What the task requires: Retype the following lines without changing anything.

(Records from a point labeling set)
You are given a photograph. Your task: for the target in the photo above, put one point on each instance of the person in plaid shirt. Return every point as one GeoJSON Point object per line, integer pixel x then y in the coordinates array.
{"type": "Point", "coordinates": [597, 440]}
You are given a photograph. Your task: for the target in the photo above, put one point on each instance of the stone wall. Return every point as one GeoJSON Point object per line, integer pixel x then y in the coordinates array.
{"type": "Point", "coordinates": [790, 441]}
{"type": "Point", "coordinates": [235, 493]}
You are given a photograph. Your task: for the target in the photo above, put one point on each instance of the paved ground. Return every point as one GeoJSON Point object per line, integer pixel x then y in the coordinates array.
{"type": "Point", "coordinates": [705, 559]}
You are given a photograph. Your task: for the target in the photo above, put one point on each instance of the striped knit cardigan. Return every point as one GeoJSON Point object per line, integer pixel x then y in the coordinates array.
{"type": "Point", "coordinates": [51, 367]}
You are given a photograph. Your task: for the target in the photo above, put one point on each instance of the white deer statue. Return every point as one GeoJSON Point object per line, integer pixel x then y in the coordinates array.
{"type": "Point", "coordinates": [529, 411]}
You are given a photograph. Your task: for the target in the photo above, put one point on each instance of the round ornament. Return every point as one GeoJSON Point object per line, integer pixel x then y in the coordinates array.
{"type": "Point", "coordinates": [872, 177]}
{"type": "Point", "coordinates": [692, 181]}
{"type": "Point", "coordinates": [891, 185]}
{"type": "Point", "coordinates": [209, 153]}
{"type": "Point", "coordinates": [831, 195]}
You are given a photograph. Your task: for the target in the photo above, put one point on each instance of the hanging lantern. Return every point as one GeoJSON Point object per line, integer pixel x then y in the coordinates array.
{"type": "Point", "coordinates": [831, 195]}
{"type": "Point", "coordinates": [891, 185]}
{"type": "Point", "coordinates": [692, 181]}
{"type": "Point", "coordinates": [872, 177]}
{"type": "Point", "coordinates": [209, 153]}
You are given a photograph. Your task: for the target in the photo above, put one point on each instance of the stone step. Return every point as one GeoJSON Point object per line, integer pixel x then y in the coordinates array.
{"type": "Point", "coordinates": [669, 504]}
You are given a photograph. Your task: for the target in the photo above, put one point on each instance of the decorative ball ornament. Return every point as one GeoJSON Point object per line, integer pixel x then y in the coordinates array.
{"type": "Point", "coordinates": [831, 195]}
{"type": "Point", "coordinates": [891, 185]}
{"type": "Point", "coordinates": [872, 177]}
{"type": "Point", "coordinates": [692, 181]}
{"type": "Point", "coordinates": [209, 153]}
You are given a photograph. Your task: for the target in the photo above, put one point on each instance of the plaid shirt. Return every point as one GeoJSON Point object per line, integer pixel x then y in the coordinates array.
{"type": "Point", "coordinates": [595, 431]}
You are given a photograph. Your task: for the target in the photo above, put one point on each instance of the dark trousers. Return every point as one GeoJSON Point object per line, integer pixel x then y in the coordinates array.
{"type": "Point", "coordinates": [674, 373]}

Result:
You are given a photograph. Your task: for the target in the photo above, put one point on each instance of the person in plaid shirt. Return every point as one GeoJSON Point object per line, integer pixel x then y in the coordinates array.
{"type": "Point", "coordinates": [597, 440]}
You are given a photograph. Your task: for the target in the photo above, put one point on each instance of the stone wall. Return every point as one GeoJSON Point object per line, integer pixel x then y in the coordinates array.
{"type": "Point", "coordinates": [790, 441]}
{"type": "Point", "coordinates": [235, 493]}
You are given a photograph. Your task: for the target in the photo above, put one point on each instance of the paved ground. Return every point as one GeoJSON Point object per line, integer pixel x then y in the coordinates array.
{"type": "Point", "coordinates": [705, 559]}
You are given a photograph. Your task: for the target in the photo above, put one point on each instance of the striped knit cardigan. Return every point as one GeoJSON Point object per line, integer pixel x then y in the coordinates array.
{"type": "Point", "coordinates": [51, 367]}
You are given a photograph. Your task: for the target in the photo above, put one point on each instance of the white deer statue. Return every point as one GeoJSON Point object per line, integer pixel x then y in the coordinates array.
{"type": "Point", "coordinates": [529, 411]}
You are given a photograph. Your task: for the target in the photo above, put one point on each instance of the round ornament. Return every point as one GeoJSON Point object per line, integer pixel x then y in the coordinates array.
{"type": "Point", "coordinates": [872, 177]}
{"type": "Point", "coordinates": [692, 181]}
{"type": "Point", "coordinates": [891, 185]}
{"type": "Point", "coordinates": [209, 153]}
{"type": "Point", "coordinates": [831, 195]}
You are given a photograph. Your task: for the target in the photo above, put one point on each instance of the hanging lantern. Return every point as one GeoJSON Point object per line, integer pixel x then y in the coordinates array.
{"type": "Point", "coordinates": [831, 195]}
{"type": "Point", "coordinates": [891, 185]}
{"type": "Point", "coordinates": [692, 181]}
{"type": "Point", "coordinates": [872, 177]}
{"type": "Point", "coordinates": [209, 153]}
You are given a photograph. Your task: for the target in the photo above, put one point on each instance of the stone step. Return every point as one GeoJSON Point object per line, integer pixel x then y in the coordinates array.
{"type": "Point", "coordinates": [669, 504]}
You are given a photograph. Your task: for the target in the photo above, put one point on each instance of the decorative ball ornament. Return every point as one GeoJSON Point object per line, integer pixel x then y in the coordinates array.
{"type": "Point", "coordinates": [831, 195]}
{"type": "Point", "coordinates": [891, 185]}
{"type": "Point", "coordinates": [872, 177]}
{"type": "Point", "coordinates": [692, 181]}
{"type": "Point", "coordinates": [209, 153]}
You are given a photograph. Your task: for the target in the photo above, put one point on each instance of the plaid shirt. Return every point as one GeoJSON Point object per line, integer pixel x then y in the coordinates array.
{"type": "Point", "coordinates": [595, 431]}
You are given a photograph. Your task: for the target in the photo above, put one point on each instance of the dark trousers. Return every point as one GeoJSON Point object per line, integer pixel x then y in the coordinates array.
{"type": "Point", "coordinates": [674, 373]}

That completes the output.